— Start The records —

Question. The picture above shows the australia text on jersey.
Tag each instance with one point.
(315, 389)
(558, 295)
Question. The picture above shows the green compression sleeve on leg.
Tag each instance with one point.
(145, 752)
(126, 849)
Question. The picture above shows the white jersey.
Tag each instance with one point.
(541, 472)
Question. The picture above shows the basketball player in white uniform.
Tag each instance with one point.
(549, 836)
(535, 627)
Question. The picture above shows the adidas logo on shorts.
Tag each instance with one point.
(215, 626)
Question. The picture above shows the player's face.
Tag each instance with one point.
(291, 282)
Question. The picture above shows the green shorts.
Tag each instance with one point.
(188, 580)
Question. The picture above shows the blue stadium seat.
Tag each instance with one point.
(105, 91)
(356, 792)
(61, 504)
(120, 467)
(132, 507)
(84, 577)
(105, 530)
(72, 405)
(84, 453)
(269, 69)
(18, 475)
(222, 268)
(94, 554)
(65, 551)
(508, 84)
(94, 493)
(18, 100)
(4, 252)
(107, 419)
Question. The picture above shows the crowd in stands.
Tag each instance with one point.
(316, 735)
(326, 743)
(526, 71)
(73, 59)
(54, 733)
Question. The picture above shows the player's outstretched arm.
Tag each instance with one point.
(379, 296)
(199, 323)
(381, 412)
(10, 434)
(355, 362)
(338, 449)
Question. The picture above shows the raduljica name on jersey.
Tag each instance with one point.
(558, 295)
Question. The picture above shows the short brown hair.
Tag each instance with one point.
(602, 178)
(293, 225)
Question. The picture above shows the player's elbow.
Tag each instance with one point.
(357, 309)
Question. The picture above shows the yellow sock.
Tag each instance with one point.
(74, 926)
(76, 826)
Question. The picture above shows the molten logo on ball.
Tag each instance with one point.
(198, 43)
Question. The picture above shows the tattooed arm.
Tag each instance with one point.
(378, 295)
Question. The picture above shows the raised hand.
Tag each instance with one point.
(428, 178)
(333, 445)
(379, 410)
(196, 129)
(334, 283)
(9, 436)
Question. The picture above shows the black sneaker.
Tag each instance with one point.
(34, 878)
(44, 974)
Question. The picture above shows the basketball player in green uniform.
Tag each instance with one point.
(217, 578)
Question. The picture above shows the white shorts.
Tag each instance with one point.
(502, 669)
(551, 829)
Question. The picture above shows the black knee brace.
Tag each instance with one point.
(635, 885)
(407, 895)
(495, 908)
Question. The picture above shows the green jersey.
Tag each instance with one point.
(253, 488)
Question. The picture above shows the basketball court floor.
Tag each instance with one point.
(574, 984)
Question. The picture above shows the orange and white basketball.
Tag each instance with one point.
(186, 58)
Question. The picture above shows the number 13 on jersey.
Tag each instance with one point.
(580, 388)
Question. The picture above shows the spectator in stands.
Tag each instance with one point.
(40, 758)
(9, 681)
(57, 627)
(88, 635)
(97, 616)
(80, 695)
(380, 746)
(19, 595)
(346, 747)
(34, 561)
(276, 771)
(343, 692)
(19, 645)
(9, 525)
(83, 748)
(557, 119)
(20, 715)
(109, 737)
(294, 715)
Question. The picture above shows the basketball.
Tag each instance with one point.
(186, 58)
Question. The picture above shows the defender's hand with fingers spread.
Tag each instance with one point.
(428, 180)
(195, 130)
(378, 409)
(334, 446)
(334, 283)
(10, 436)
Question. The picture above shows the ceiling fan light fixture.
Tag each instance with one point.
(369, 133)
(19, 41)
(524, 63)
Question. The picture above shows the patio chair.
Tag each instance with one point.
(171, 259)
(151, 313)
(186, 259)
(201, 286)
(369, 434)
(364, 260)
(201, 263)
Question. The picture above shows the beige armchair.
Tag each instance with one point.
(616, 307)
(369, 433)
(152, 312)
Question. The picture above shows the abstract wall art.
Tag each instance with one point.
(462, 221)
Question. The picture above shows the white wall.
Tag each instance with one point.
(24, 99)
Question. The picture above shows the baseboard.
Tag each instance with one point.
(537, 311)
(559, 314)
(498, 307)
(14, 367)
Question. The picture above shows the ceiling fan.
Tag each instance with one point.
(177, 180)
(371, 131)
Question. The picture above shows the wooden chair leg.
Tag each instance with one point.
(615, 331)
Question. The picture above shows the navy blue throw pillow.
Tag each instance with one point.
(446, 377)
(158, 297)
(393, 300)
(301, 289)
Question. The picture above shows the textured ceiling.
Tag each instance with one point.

— End The records —

• Do this: Reproduce all of the lines above verbatim, from the first to the last.

• Result:
Question. The picture above shows the australia text on jersey.
Tag each instance with one point.
(315, 389)
(558, 295)
Question. The picture above shows the green compression sleeve on leg.
Tag each instance with one point.
(145, 752)
(126, 849)
Question. The picture above shows the white jersey.
Tag each instance with one point.
(541, 472)
Question. The picture above shows the basketball player in white uniform.
Tag each instance with one point.
(549, 836)
(535, 627)
Question. The picture above shows the adidas logo on shorts.
Tag each instance with one point.
(215, 626)
Question. The picture above shows the player's face.
Tag each instance with one point.
(291, 282)
Question. The picture above shows the green shorts.
Tag each instance with one point.
(188, 580)
Question. The picture above shows the blue stadium seat.
Tag each instance with one point.
(105, 91)
(356, 792)
(61, 504)
(120, 467)
(132, 507)
(84, 577)
(105, 530)
(72, 405)
(84, 453)
(269, 69)
(18, 475)
(222, 268)
(94, 554)
(65, 551)
(508, 84)
(94, 493)
(18, 100)
(4, 252)
(107, 419)
Question. The picture above shows the crowd in stands.
Tag each instance with one point.
(316, 735)
(326, 743)
(526, 71)
(73, 59)
(54, 733)
Question. The picture above shows the player's outstretched arm.
Tag each instance with one point.
(379, 296)
(199, 323)
(381, 412)
(10, 434)
(355, 362)
(338, 449)
Question. The picture above shows the raduljica name on jersey.
Tag each instance with one point.
(558, 295)
Question. The picture above shows the short brown hair.
Tag each instance with one point.
(602, 178)
(293, 225)
Question. The picture above shows the player's elbow.
Tag each instance with one point.
(357, 309)
Question. The picture above shows the yellow sock.
Tag each instance with one point.
(74, 926)
(76, 826)
Question. The picture above shows the molten logo on ball.
Tag each instance with one point.
(198, 43)
Question. The picture above shows the tattooed arm.
Tag each instance with one point.
(378, 295)
Question. The picture above shows the raised hand.
Tag each instance with one point.
(428, 178)
(333, 445)
(379, 410)
(196, 129)
(334, 283)
(9, 436)
Question. The picture above shows the black sneaker.
Tag each instance with one point.
(34, 878)
(44, 974)
Question. The picture above shows the basketball player in green uniform.
Tag each instance with one point.
(217, 578)
Question. The picture above shows the white shorts.
Tag each instance with one point.
(502, 669)
(551, 829)
Question. The picture above shows the black knee brace.
Tag each instance with one point.
(635, 885)
(407, 895)
(495, 908)
Question. The picture above shows the green jersey.
Tag each instance with one point.
(253, 488)
Question. The picture above shows the basketball court floor.
Tag each instance with one point.
(574, 984)
Question. The picture above shows the orange and white basketball.
Tag each instance with one point.
(186, 58)
Question. The picture above shows the number 13 on jersey.
Tag each instance with one point.
(580, 388)
Question. The picture above shows the spectator in stands.
Tag each instance with one point.
(40, 758)
(9, 681)
(57, 627)
(88, 635)
(97, 616)
(80, 695)
(380, 746)
(19, 595)
(346, 747)
(34, 561)
(276, 771)
(343, 692)
(19, 645)
(9, 525)
(83, 748)
(557, 119)
(20, 715)
(109, 737)
(294, 715)
Question. The picture above shows the basketball.
Tag each instance with one point.
(186, 58)
Question. The picture above shows the defender's hand with fingers spread.
Tag each instance with one point.
(428, 180)
(195, 130)
(378, 409)
(334, 446)
(334, 283)
(10, 436)
Question. The picture above shows the ceiling fan light fixture.
Tag each instance with one point.
(369, 133)
(19, 41)
(524, 63)
Question. The picture above shows the patio chair.
Tag each instance with one point.
(171, 259)
(151, 313)
(186, 259)
(201, 286)
(369, 434)
(364, 260)
(201, 263)
Question. The picture above shows the beige armchair.
Tag each instance with one point.
(616, 307)
(369, 433)
(152, 312)
Question. The picture above shows the abstract wall art.
Tag each instance with one point.
(462, 221)
Question. The picture above shows the white wall.
Tag each instance with one point.
(24, 99)
Question. The picture above shows the baseboard.
Tag each instance with one point.
(537, 311)
(559, 314)
(498, 307)
(14, 367)
Question. The picture above shows the ceiling fan.
Tag each instance with one point.
(177, 180)
(371, 131)
Question. The picture above shows the wooden chair leg.
Tag each instance with one point.
(615, 331)
Question. The picture above shows the navy blue throw pillow.
Tag each instance with one point.
(446, 377)
(158, 297)
(393, 300)
(301, 289)
Question. The picture above shows the textured ceiling.
Tag each instance with one point.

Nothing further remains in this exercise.